▶ **TASK GOAL**:
Reproduce every line of the material below verbatim, from start to finish.

▶ **INFORMATION SHOWN**:
************
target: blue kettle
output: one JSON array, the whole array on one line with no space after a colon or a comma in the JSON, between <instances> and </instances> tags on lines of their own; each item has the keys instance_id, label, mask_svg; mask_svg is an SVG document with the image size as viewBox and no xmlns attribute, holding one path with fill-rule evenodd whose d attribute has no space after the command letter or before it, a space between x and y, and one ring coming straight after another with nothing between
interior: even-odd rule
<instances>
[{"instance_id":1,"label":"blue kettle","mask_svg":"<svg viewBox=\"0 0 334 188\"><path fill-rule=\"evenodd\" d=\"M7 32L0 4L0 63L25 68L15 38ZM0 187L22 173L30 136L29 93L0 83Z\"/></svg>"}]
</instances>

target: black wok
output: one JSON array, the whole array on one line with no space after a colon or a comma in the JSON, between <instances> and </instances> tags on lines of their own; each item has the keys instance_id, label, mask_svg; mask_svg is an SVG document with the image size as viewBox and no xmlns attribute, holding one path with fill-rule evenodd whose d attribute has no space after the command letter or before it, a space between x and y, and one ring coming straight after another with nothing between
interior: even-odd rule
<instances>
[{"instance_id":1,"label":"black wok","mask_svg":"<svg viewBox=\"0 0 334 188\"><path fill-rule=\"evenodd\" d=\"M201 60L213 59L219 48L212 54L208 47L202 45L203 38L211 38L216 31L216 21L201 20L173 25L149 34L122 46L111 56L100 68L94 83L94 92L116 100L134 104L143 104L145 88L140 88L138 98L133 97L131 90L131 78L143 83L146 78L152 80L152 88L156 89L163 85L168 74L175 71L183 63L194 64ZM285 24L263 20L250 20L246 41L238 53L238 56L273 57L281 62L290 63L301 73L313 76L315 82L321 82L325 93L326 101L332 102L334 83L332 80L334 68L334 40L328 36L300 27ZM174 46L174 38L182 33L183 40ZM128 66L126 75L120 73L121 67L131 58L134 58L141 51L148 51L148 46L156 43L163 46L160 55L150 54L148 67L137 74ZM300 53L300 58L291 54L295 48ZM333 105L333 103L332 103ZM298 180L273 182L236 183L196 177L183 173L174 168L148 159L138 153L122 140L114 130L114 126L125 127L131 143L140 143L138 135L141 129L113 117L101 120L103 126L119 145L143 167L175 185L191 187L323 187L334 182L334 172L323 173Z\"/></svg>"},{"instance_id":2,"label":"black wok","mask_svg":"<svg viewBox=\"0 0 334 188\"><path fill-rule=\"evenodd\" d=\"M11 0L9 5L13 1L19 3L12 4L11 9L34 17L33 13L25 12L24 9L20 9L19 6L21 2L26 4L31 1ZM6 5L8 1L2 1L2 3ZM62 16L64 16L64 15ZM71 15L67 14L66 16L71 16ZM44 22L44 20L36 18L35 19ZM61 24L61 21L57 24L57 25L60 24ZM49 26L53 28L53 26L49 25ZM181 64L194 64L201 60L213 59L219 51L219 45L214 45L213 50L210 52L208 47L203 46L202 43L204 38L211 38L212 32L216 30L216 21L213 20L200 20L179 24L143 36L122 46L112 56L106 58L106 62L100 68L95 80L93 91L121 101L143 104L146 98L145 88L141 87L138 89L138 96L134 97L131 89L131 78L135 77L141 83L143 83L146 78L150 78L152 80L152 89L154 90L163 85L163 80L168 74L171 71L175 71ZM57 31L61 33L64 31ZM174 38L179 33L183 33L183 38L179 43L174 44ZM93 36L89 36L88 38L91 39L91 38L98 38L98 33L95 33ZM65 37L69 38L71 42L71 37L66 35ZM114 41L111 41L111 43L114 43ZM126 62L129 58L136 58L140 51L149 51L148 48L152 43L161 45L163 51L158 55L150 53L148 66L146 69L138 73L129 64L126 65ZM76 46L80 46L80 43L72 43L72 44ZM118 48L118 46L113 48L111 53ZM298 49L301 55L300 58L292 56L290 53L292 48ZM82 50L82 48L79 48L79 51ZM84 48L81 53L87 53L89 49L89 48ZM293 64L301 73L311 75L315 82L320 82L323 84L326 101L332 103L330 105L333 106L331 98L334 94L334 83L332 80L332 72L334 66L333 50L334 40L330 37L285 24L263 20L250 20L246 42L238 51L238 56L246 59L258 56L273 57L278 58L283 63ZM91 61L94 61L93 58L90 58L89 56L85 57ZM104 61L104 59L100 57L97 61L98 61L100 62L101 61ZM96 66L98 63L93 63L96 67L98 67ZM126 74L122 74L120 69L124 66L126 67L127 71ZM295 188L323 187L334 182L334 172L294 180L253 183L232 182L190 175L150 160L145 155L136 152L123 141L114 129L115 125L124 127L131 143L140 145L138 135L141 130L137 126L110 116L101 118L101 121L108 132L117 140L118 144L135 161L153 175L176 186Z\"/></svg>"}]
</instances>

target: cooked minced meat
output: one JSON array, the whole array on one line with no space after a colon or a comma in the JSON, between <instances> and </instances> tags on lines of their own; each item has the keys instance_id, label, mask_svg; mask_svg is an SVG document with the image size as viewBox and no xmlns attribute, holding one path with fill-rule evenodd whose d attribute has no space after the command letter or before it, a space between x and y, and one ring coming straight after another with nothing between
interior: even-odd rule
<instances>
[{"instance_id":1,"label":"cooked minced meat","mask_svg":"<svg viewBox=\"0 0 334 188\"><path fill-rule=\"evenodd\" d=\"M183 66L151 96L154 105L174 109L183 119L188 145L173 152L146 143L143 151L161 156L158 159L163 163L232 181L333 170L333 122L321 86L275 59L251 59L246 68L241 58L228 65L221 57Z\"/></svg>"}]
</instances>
************
▶ **EXPECTED OUTPUT**:
target: blue kettle
output: one JSON array, the whole array on one line with no space after a colon or a comma in the JSON, between <instances> and </instances> tags on lines of their own; each item has the keys instance_id, label, mask_svg; mask_svg is an SVG document with the image size as viewBox and no xmlns attribute, holding one path with fill-rule evenodd whose d attribute has no space after the command letter or before it, a space between x and y, and one ring coming straight after another with nothing between
interior: even-odd rule
<instances>
[{"instance_id":1,"label":"blue kettle","mask_svg":"<svg viewBox=\"0 0 334 188\"><path fill-rule=\"evenodd\" d=\"M7 32L0 4L0 63L25 68L15 38ZM0 187L22 173L30 136L29 93L0 83Z\"/></svg>"}]
</instances>

target: black wok
output: one JSON array, the whole array on one line with no space after a colon or a comma in the JSON, between <instances> and </instances> tags on lines of their own; each item has the keys instance_id, label, mask_svg; mask_svg is an SVG document with the image size as viewBox and no xmlns attribute, holding one path with fill-rule evenodd whose d attribute has no space after the command letter or before it, a space between x and y, and one ring coming straight after another with nothing between
interior: even-odd rule
<instances>
[{"instance_id":1,"label":"black wok","mask_svg":"<svg viewBox=\"0 0 334 188\"><path fill-rule=\"evenodd\" d=\"M201 60L213 59L219 48L212 54L208 47L202 45L203 38L211 38L216 31L216 21L201 20L173 25L149 34L122 46L111 56L100 68L94 83L94 92L116 100L134 104L143 104L145 88L140 88L138 98L133 97L131 90L131 78L143 83L146 78L152 80L152 88L156 89L163 85L168 74L175 71L183 63L194 64ZM285 24L263 20L250 20L246 41L238 53L238 56L273 57L281 62L290 63L301 73L313 76L315 82L321 82L325 93L326 101L332 102L334 83L332 80L334 68L334 40L328 36L300 27ZM174 46L174 38L182 33L183 40ZM128 66L126 75L120 73L121 67L131 58L134 58L141 51L148 51L148 46L156 43L163 46L160 55L150 54L148 67L137 74ZM300 53L300 58L291 54L295 48ZM333 105L333 103L332 103ZM298 180L273 182L236 183L196 177L183 173L174 168L148 159L138 153L122 140L114 130L114 126L125 127L131 143L140 143L138 135L141 129L113 117L101 120L103 126L119 145L143 167L175 185L191 187L323 187L334 182L334 172L323 173Z\"/></svg>"},{"instance_id":2,"label":"black wok","mask_svg":"<svg viewBox=\"0 0 334 188\"><path fill-rule=\"evenodd\" d=\"M11 0L9 5L13 1L19 3L12 4L11 9L34 17L33 13L25 12L24 9L20 9L19 6L21 2L26 4L31 1ZM6 5L8 1L2 1L2 3ZM62 16L64 16L64 15ZM71 15L67 14L66 16L71 16ZM44 22L44 20L36 18L35 19ZM61 24L61 21L57 24L57 25L60 24ZM49 26L53 28L53 26L49 25ZM181 64L194 64L201 60L213 59L219 51L219 45L214 45L213 50L210 52L208 47L203 46L202 43L204 38L211 38L212 32L216 30L216 21L213 20L200 20L179 24L143 36L122 46L112 56L106 58L106 62L100 68L95 80L93 91L121 101L143 104L146 98L145 88L141 87L138 89L138 96L134 97L131 89L131 78L135 77L141 83L143 83L146 78L150 78L152 80L152 89L154 90L163 85L163 80L168 74L171 71L175 71ZM57 31L61 33L64 31ZM174 38L179 33L183 33L183 38L179 43L174 44ZM93 36L89 36L88 38L91 39L91 38L98 38L98 33L95 33ZM65 37L69 38L71 42L71 37L66 35ZM114 41L111 41L111 43L114 43ZM126 62L129 58L136 58L140 51L149 51L148 48L152 43L161 45L163 51L158 55L150 53L148 66L146 69L138 73L129 64L126 65ZM76 46L80 46L80 43L72 43L72 44ZM118 48L118 46L113 48L111 53ZM298 49L301 55L300 58L292 56L290 53L292 48ZM82 50L82 48L79 48L79 51ZM84 48L81 53L87 53L89 49L89 48ZM293 64L301 73L311 75L315 82L320 82L323 84L326 101L332 103L330 105L333 106L331 98L334 94L334 83L332 80L332 72L334 66L333 50L334 40L330 37L285 24L263 20L250 20L246 42L238 51L238 56L246 59L258 56L273 57L278 58L283 63ZM91 61L94 61L93 58L90 58L89 56L85 57ZM104 61L104 59L100 57L97 61L98 61L100 62L101 61ZM96 66L98 63L93 63L96 67L98 67ZM126 74L122 74L120 69L124 66L126 67L127 71ZM295 188L323 187L334 182L334 172L294 180L253 183L232 182L190 175L150 160L145 155L136 152L123 141L114 129L115 125L124 127L131 143L140 145L138 135L141 130L137 126L110 116L101 118L101 121L108 132L117 140L118 144L135 161L153 175L176 186Z\"/></svg>"}]
</instances>

target: cooked minced meat
output: one JSON array, the whole array on one line with no space after a colon or a comma in the JSON, between <instances> and </instances> tags on lines of their own; each item has the keys instance_id, label, mask_svg; mask_svg is an SVG document with the image size as viewBox and no xmlns attribute, holding one path with fill-rule evenodd whose d attribute has no space after the command letter or before it, a space between x and y, and one ring coming straight after another with nothing between
interior: even-odd rule
<instances>
[{"instance_id":1,"label":"cooked minced meat","mask_svg":"<svg viewBox=\"0 0 334 188\"><path fill-rule=\"evenodd\" d=\"M183 66L151 96L154 105L174 109L183 119L188 145L173 152L146 143L143 151L161 156L158 159L163 163L232 181L333 170L333 122L321 86L275 59L251 59L246 68L241 58L228 65L221 57Z\"/></svg>"}]
</instances>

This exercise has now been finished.